▸ Objectives
A) According to the weather newsletter, by how much did the national temperature exceed normal from February through April 2026?
B) Rewrite the weather newsletter from "What it missed?" up to and including "the entire window.", changing "warmest" to "hottest".

-- Given text start --

The Tailwinds Are Gone. The Headwinds Are Real.
G2 Weather Weekly | June 13 – June 26, 2026 | Paul Walsh
“It’s a hard rain’s a-gonna fall” —Bob Dylan
CNBC’s retail roundup this week called Q1 “surprisingly robust” and correctly identified three tailwinds that buoyed results — tax refunds, buy now pay later, and consumer resilience.
What it missed? The weather.
February through April 2026 was one of the warmest springs in more than 130 years. The national temperature ran more than 5 degrees above normal for the entire window.
That is not background noise. That is a demand driver — and it appears nowhere in the analyst quotes, or the earnings call commentary from the companies that benefited most.
The asymmetry is always consistent. Weather gets named when it hurts. When it helps, it becomes execution, strategy, and consumer resilience.
The Three Tailwinds That Carried Q1
Tax refunds confirmed by Target, Burlington, Ross, and Walmart. Higher-than-normal refunds arrived at exactly the right moment to offset fuel cost pressure. Buy now, pay later adoption hit new highs across all income cohorts. Consumers were stretching further than the headline results suggested.

-- Given text end --
-- Excerpted records start --

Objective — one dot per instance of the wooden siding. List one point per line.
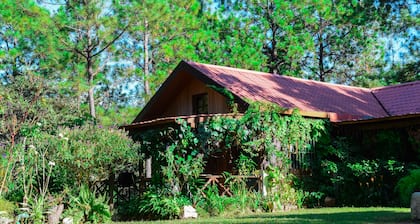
(182, 103)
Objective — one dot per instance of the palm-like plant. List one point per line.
(88, 208)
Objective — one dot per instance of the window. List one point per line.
(200, 104)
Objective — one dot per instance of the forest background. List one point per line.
(105, 59)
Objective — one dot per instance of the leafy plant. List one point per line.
(159, 203)
(87, 208)
(407, 185)
(213, 203)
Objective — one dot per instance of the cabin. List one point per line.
(195, 92)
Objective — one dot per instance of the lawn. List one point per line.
(322, 215)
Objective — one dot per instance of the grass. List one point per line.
(323, 215)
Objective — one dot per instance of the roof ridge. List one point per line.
(397, 85)
(280, 76)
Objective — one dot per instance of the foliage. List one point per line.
(161, 203)
(7, 207)
(89, 154)
(213, 203)
(357, 171)
(265, 140)
(86, 207)
(407, 185)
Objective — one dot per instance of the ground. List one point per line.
(313, 216)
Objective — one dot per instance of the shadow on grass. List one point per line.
(333, 217)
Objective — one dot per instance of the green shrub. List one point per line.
(158, 203)
(87, 208)
(8, 207)
(407, 185)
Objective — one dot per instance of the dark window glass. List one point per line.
(200, 104)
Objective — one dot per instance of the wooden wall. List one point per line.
(182, 103)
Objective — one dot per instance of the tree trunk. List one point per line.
(321, 52)
(91, 93)
(146, 59)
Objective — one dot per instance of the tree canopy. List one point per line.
(109, 57)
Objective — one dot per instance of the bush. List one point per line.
(158, 203)
(87, 208)
(407, 185)
(7, 207)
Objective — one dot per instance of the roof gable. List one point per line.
(340, 102)
(288, 92)
(403, 99)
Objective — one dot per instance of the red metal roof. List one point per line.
(345, 102)
(317, 99)
(403, 99)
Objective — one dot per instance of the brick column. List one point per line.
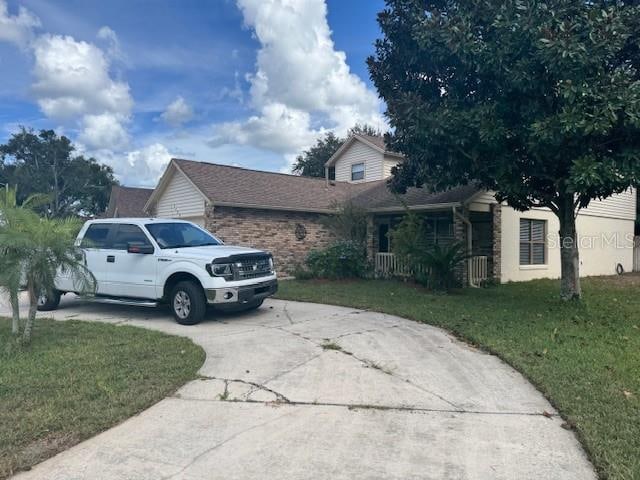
(496, 223)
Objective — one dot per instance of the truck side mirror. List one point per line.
(141, 249)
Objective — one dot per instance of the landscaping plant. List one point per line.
(537, 101)
(433, 265)
(35, 249)
(342, 259)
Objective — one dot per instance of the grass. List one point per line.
(80, 378)
(585, 356)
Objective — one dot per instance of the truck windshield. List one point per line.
(180, 235)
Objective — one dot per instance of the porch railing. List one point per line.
(478, 270)
(388, 265)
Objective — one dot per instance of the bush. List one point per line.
(434, 265)
(343, 259)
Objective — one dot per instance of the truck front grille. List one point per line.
(252, 266)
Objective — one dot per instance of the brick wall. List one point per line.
(271, 230)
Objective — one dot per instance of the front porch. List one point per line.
(475, 229)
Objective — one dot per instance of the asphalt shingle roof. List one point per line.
(224, 184)
(128, 201)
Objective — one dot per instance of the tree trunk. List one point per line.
(569, 256)
(15, 309)
(33, 308)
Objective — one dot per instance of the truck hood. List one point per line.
(207, 253)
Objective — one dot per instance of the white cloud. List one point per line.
(18, 28)
(301, 80)
(113, 44)
(277, 128)
(145, 166)
(177, 113)
(103, 131)
(72, 79)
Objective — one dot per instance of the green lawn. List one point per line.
(79, 378)
(584, 357)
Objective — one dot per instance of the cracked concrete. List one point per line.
(396, 400)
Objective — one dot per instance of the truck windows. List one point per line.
(127, 234)
(96, 236)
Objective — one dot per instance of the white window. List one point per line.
(533, 246)
(357, 171)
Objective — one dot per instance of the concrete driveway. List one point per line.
(305, 391)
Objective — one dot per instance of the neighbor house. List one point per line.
(284, 214)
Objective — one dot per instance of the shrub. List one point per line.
(434, 264)
(342, 259)
(348, 223)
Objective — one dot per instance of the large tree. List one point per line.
(44, 162)
(310, 163)
(536, 100)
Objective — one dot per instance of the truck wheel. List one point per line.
(49, 301)
(187, 303)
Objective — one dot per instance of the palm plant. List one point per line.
(433, 264)
(36, 249)
(13, 216)
(440, 263)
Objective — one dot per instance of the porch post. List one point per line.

-- Excerpted records end --

▸ Answers provided
A) It ran more than 5 degrees above normal.

B)
What it missed? The weather.
February through April 2026 was one of the hottest springs in more than 130 years. The national temperature ran more than 5 degrees above normal for the entire window.